_Data supplied_
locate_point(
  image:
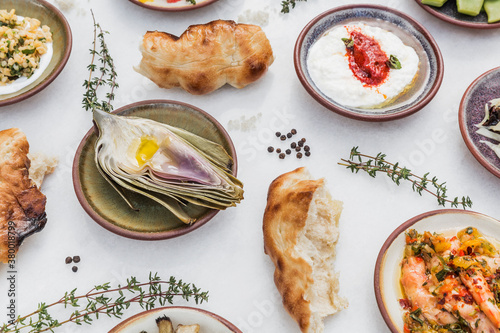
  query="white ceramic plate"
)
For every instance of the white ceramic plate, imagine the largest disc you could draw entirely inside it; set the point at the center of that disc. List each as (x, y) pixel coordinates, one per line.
(146, 321)
(387, 269)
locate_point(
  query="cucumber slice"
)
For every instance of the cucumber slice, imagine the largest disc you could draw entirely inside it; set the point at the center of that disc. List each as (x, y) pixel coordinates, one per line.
(492, 8)
(435, 3)
(470, 7)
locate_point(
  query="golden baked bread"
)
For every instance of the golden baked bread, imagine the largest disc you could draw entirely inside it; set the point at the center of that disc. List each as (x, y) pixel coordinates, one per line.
(300, 234)
(22, 205)
(206, 56)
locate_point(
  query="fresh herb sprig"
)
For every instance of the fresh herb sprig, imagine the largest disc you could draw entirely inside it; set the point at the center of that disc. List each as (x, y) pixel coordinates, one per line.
(373, 165)
(106, 73)
(287, 4)
(108, 301)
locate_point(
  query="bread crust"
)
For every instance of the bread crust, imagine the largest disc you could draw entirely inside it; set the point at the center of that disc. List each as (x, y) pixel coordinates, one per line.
(288, 202)
(206, 56)
(21, 202)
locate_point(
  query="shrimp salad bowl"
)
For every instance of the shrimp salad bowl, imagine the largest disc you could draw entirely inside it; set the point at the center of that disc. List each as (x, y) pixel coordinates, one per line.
(440, 272)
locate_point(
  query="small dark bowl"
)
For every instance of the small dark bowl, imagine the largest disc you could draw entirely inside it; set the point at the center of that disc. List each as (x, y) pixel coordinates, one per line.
(449, 13)
(388, 289)
(471, 112)
(412, 33)
(62, 43)
(162, 5)
(152, 221)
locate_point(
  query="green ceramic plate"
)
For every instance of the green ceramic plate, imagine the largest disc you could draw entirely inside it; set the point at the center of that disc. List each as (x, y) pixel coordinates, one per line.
(152, 221)
(181, 5)
(62, 42)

_Do this_
Write every record out again exactly; no pictures belong in the copy.

_Response for this exercise_
locate_point(
  image:
  query="white ceramic plate"
)
For every instance of the white ceramic plate, imagine the largest disc you could draw entirely inside it; set the point at the center of that disc. List each as (x, y) pixel coordinates, one per line.
(146, 321)
(387, 269)
locate_point(
  query="cucumber slice"
)
For every instance of the cucumber slice, imagine the largest disc you could draw entirely inside it; set the point at the center of that disc. List each as (x, y) pixel coordinates, one per line.
(492, 8)
(435, 3)
(470, 7)
locate_point(
  query="golden baked bread"
)
For every instance of the golden baked bread, imagine the largest disc you could draw entirely inside it; set the point at the center of that disc. List each as (x, y) pixel coordinates, one per line.
(300, 234)
(22, 205)
(206, 56)
locate_point(
  query="fresh herb sprig"
)
For every instance of the fresh herb sprig, imagine the largest disc you could draw entirely inside it; set the point at the center of that disc. List each as (x, y) pixel coordinates, one per line.
(373, 165)
(106, 73)
(287, 4)
(108, 301)
locate_point(
  query="bread crust"
)
For every instance of the bread crust, imagine the largest disc you could draw entirely inside it; set the point at the center of that disc. List each as (x, y) pixel coordinates, one per line.
(288, 202)
(206, 56)
(21, 202)
locate_point(
  query="shrimp salad bowl"
)
For every instance of the shrimp salad bowl, imagine the largest disc you could draw entirely inside it; set the point at the center of that disc. List each as (x, y) pixel coordinates, one per line.
(440, 272)
locate_point(
  query="small dark bowl"
)
For every instance of the small dark bowl, imagine the largest disc you could draw entirely inside it; set the point at the center of that disc. List each as (x, y) pixel coordinates, one per line.
(449, 13)
(388, 289)
(471, 112)
(412, 33)
(62, 43)
(162, 5)
(152, 221)
locate_point(
  query="green ceramic plate"
)
For every instance of the green ceramic plate, imagine the largest disc you could draw entirely inside it; set the point at the center of that disc. List each as (x, y) pixel coordinates, one per line.
(152, 221)
(181, 5)
(62, 42)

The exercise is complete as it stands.